ZIEL DER AUFGABE :: Gib aus dem Text über den Staubsammler Wolfgang Stöcker die Stelle von „Das Thema ist“ bis „seit 2004 Staub.“ wortgetreu wieder.

Das Thema ist merkwürdig, reizt schon in Gedanken zu einem Buh, zum Niesen oder zum Naserümpfen. Staub zu Staub ist die Devise des Sammlers Wolfgang Stöcker. Er hortet diese Art von Kehricht, ob organisch oder anorganisch, in Beuteln und anderen Behältnissen in seinem Staubarchiv.

 

Wolfgang Stöcker mit der künstlich gezüchteten "Riesenwollmaus". Foto © W. Stöcker/ Kölnisches Stadtmuseum

 

Wolfgang Stöcker (*1969 Bergisch Gladbach) ist promovierter Kunsthistoriker, bietet auch Kölner Stadtführungen der besonderen Art an, und sammelt seit 2004 Staub.

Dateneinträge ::
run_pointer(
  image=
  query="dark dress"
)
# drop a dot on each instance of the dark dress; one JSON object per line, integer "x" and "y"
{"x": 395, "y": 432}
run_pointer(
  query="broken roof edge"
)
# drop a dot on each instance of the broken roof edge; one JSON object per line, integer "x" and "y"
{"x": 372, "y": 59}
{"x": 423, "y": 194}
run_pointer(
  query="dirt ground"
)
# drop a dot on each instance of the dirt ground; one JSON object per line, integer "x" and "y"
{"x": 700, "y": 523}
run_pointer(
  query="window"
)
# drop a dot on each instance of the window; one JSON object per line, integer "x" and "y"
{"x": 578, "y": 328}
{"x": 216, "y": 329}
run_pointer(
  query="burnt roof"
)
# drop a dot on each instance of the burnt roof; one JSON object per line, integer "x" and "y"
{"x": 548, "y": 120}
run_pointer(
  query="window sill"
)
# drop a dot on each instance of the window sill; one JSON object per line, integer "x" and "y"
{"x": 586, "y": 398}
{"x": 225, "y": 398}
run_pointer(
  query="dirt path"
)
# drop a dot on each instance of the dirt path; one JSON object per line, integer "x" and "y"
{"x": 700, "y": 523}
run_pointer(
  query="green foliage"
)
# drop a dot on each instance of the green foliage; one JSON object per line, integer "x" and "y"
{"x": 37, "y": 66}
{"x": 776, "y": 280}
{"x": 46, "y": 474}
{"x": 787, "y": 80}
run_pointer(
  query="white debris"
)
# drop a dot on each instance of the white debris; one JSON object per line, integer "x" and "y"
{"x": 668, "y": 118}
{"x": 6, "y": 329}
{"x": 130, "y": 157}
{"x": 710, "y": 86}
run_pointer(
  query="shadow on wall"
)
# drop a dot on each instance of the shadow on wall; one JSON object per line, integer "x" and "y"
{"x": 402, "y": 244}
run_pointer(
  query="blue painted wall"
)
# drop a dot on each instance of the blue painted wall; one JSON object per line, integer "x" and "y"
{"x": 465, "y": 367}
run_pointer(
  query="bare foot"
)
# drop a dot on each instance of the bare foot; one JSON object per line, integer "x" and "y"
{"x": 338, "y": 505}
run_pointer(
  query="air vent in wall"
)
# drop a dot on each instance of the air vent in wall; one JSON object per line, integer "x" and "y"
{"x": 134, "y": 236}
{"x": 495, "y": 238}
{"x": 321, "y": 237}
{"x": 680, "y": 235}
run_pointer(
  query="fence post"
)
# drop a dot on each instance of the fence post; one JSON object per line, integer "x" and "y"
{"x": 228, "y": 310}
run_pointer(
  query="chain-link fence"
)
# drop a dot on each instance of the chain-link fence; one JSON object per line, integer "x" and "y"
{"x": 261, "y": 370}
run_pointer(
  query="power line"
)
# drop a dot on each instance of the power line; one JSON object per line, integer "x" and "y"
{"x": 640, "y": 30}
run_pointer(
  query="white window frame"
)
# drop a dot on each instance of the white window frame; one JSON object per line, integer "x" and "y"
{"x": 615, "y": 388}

DIE LÖSUNG ::
Das Thema ist merkwürdig, reizt schon in Gedanken zu einem Buh, zum Niesen oder zum Naserümpfen. Staub zu Staub ist die Devise des Sammlers Wolfgang Stöcker. Er hortet diese Art von Kehricht, ob organisch oder anorganisch, in Beuteln und anderen Behältnissen in seinem Staubarchiv.

 

Wolfgang Stöcker mit der künstlich gezüchteten "Riesenwollmaus". Foto © W. Stöcker/ Kölnisches Stadtmuseum

 

Wolfgang Stöcker (*1969 Bergisch Gladbach) ist promovierter Kunsthistoriker, bietet auch Kölner Stadtführungen der besonderen Art an, und sammelt seit 2004 Staub.